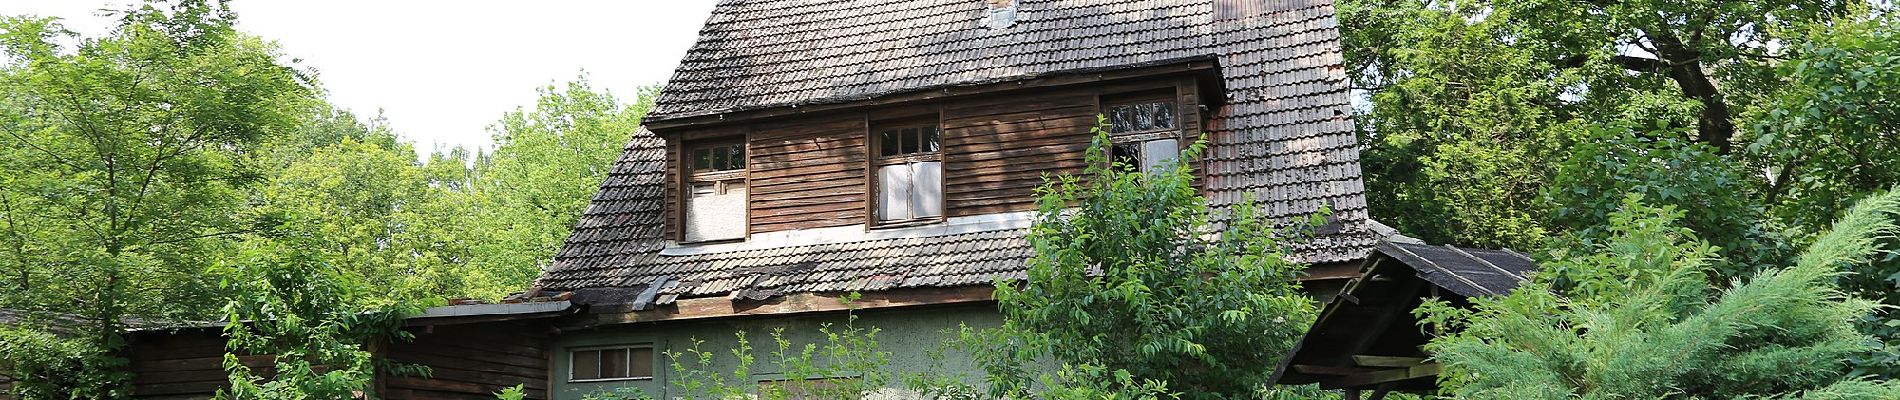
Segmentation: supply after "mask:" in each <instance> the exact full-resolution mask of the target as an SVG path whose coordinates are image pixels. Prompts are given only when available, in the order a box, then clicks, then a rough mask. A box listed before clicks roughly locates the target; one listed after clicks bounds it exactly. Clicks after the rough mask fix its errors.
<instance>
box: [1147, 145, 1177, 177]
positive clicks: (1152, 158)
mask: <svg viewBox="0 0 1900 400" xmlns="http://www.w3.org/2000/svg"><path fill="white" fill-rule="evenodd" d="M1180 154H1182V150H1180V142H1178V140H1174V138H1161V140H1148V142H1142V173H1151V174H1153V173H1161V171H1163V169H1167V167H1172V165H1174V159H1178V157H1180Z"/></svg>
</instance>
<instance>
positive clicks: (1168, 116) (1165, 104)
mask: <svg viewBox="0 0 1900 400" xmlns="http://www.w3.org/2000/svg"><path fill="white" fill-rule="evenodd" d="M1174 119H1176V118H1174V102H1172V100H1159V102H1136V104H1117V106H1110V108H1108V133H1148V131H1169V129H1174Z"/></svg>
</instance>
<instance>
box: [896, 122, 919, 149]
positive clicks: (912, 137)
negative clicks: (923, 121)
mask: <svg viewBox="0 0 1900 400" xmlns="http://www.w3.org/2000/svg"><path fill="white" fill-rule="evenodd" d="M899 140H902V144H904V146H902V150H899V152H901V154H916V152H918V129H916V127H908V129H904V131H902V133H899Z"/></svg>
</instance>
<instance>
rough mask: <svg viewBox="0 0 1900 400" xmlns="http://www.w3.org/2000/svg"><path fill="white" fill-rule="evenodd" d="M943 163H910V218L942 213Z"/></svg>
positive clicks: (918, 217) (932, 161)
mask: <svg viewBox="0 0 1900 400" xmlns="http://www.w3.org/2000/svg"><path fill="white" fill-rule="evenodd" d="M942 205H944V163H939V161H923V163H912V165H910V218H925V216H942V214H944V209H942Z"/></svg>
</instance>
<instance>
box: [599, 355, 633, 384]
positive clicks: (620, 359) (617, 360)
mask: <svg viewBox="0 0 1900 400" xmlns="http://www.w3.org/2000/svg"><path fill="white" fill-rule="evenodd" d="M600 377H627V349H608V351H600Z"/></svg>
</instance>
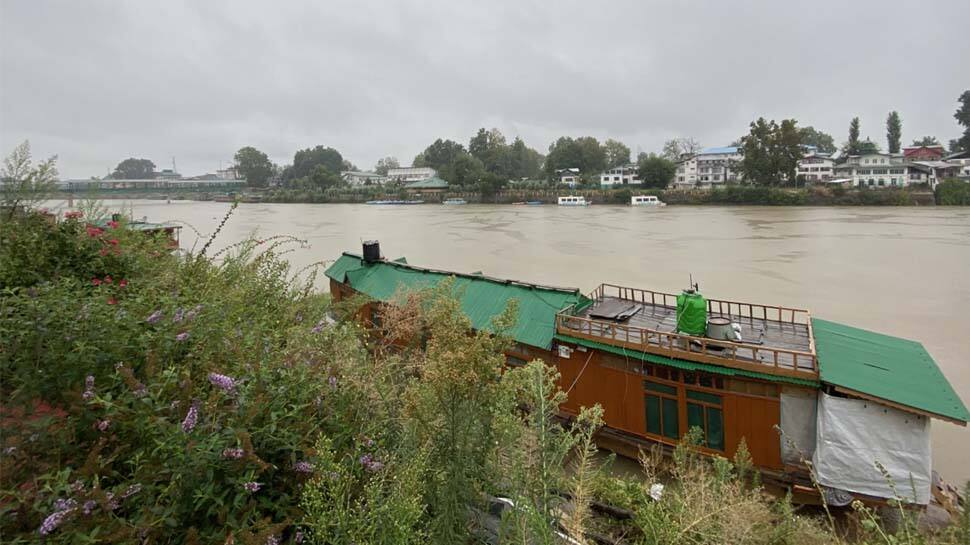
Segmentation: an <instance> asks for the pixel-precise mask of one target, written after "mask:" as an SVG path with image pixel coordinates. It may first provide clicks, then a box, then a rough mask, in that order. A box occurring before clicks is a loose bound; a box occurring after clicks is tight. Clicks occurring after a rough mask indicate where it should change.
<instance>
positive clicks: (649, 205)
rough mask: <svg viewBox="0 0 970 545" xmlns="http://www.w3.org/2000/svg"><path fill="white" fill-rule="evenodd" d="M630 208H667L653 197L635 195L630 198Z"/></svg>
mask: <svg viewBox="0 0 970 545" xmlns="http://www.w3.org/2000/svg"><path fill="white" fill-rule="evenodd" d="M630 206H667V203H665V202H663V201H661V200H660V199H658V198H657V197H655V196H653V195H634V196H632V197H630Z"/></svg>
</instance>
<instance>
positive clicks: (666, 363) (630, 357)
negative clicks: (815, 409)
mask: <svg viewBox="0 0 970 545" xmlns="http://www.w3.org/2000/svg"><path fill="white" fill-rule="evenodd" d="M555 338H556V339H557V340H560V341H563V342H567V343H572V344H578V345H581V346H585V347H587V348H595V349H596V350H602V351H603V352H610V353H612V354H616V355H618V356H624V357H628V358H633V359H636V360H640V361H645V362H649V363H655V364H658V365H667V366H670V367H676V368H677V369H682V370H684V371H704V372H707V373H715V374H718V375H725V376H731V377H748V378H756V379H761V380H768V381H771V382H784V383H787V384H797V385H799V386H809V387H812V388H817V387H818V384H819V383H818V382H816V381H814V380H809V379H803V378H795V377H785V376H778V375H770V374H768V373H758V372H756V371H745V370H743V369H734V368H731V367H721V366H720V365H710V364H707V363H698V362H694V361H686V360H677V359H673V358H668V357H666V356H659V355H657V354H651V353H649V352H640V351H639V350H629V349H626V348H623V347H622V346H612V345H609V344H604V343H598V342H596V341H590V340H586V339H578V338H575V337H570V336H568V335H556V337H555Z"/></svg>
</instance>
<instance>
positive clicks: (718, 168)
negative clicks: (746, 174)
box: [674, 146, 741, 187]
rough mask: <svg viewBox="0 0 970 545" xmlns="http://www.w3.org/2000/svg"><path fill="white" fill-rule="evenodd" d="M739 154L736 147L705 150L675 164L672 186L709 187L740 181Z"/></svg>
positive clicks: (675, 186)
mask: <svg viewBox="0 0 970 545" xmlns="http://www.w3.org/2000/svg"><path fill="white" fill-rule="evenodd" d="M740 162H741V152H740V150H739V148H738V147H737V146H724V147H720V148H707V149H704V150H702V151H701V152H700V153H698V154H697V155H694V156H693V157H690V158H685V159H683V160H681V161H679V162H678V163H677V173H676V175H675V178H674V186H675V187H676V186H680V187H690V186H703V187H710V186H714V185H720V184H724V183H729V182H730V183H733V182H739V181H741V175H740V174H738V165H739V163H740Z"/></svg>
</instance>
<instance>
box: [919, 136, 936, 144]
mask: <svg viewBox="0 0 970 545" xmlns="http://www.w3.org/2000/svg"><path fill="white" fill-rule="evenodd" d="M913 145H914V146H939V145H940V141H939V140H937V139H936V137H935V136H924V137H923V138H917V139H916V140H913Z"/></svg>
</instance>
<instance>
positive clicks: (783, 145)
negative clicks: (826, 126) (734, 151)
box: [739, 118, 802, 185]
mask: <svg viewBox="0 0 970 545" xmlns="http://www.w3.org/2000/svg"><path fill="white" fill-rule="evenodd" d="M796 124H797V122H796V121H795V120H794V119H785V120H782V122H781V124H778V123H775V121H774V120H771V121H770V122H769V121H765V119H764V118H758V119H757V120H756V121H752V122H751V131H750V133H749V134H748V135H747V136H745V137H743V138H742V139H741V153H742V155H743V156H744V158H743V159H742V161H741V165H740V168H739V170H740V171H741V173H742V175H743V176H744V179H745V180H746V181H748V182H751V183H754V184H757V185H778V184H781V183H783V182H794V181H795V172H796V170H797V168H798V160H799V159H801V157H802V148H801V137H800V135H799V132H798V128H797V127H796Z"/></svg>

Work order >>
Can you extract from the records, unchanged, the lines from the one containing "154L736 147L705 150L675" through the one containing "positive clicks: (675, 186)", both included?

Problem solution >>
rough mask: <svg viewBox="0 0 970 545" xmlns="http://www.w3.org/2000/svg"><path fill="white" fill-rule="evenodd" d="M739 154L736 147L705 150L675 164L672 186L709 187L740 181Z"/></svg>
positive clicks: (675, 186)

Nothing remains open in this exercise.